TASK PROMPT >> Copy out the rows below with "window glass" switched to "windowpane" and nothing else changed. Leave the pictures out.

DATASET EXCERPTS >>
########
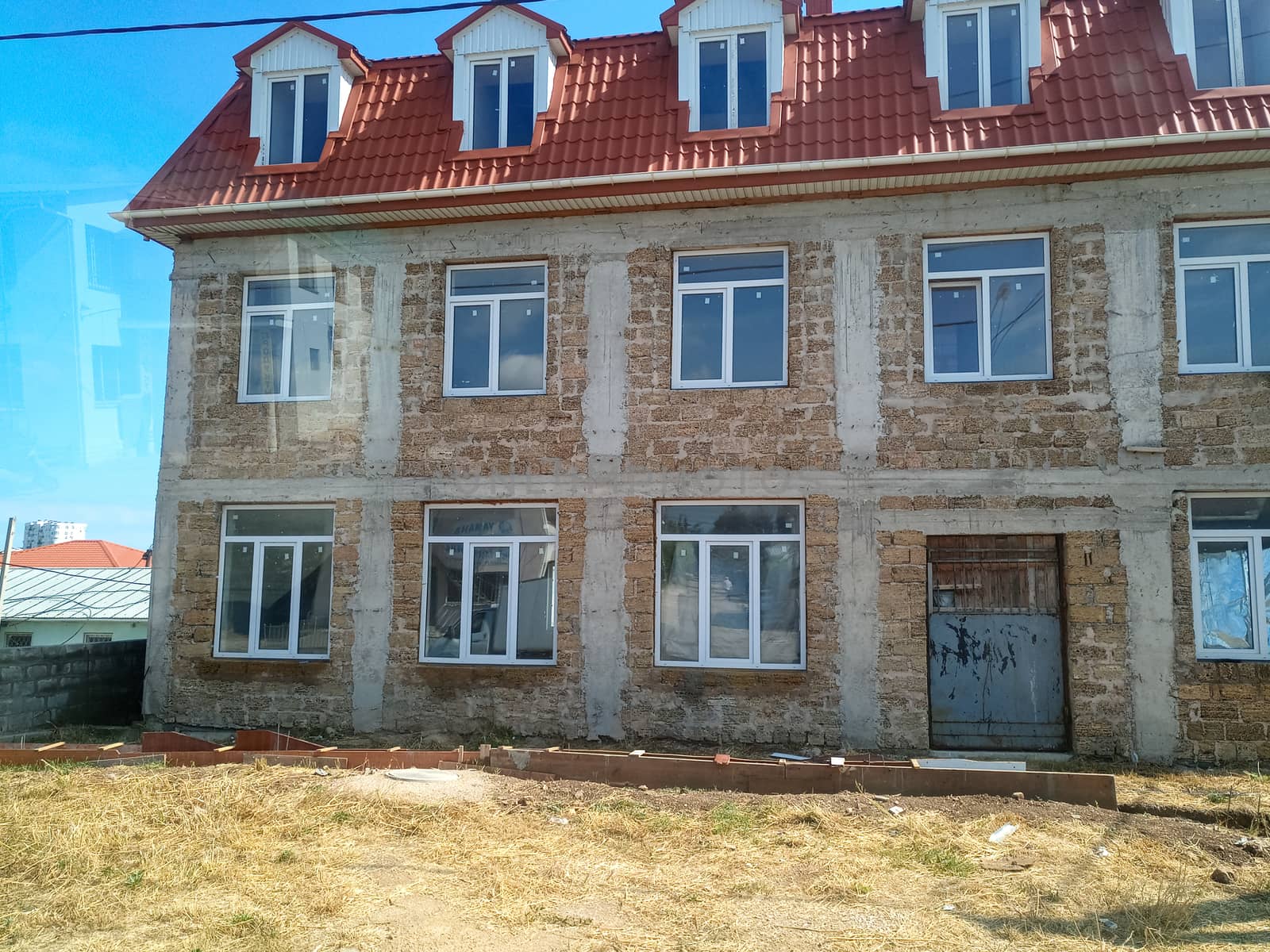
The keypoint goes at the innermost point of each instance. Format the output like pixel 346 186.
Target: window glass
pixel 730 520
pixel 489 605
pixel 1212 44
pixel 493 520
pixel 237 597
pixel 1003 254
pixel 469 357
pixel 264 355
pixel 1005 56
pixel 759 334
pixel 520 101
pixel 729 602
pixel 681 592
pixel 1225 596
pixel 1016 319
pixel 488 282
pixel 275 621
pixel 444 615
pixel 486 101
pixel 521 336
pixel 535 612
pixel 956 329
pixel 279 522
pixel 1259 317
pixel 313 336
pixel 1212 317
pixel 1255 25
pixel 780 603
pixel 1231 513
pixel 283 122
pixel 702 336
pixel 314 132
pixel 315 598
pixel 963 60
pixel 752 101
pixel 713 90
pixel 737 266
pixel 271 292
pixel 1225 241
########
TASK RESPONSE >>
The keypoint goes at the innermost point of each instance. Format the output like pixel 346 186.
Target: windowpane
pixel 730 520
pixel 489 605
pixel 1212 44
pixel 493 520
pixel 237 597
pixel 1003 254
pixel 469 357
pixel 264 355
pixel 1005 56
pixel 759 334
pixel 520 101
pixel 729 602
pixel 681 592
pixel 1225 596
pixel 1016 319
pixel 488 282
pixel 275 621
pixel 444 615
pixel 486 101
pixel 521 336
pixel 535 612
pixel 956 329
pixel 279 522
pixel 1259 317
pixel 313 336
pixel 1212 317
pixel 1255 25
pixel 780 603
pixel 1231 513
pixel 283 122
pixel 702 336
pixel 314 132
pixel 315 598
pixel 963 60
pixel 752 101
pixel 713 90
pixel 737 266
pixel 271 292
pixel 1225 241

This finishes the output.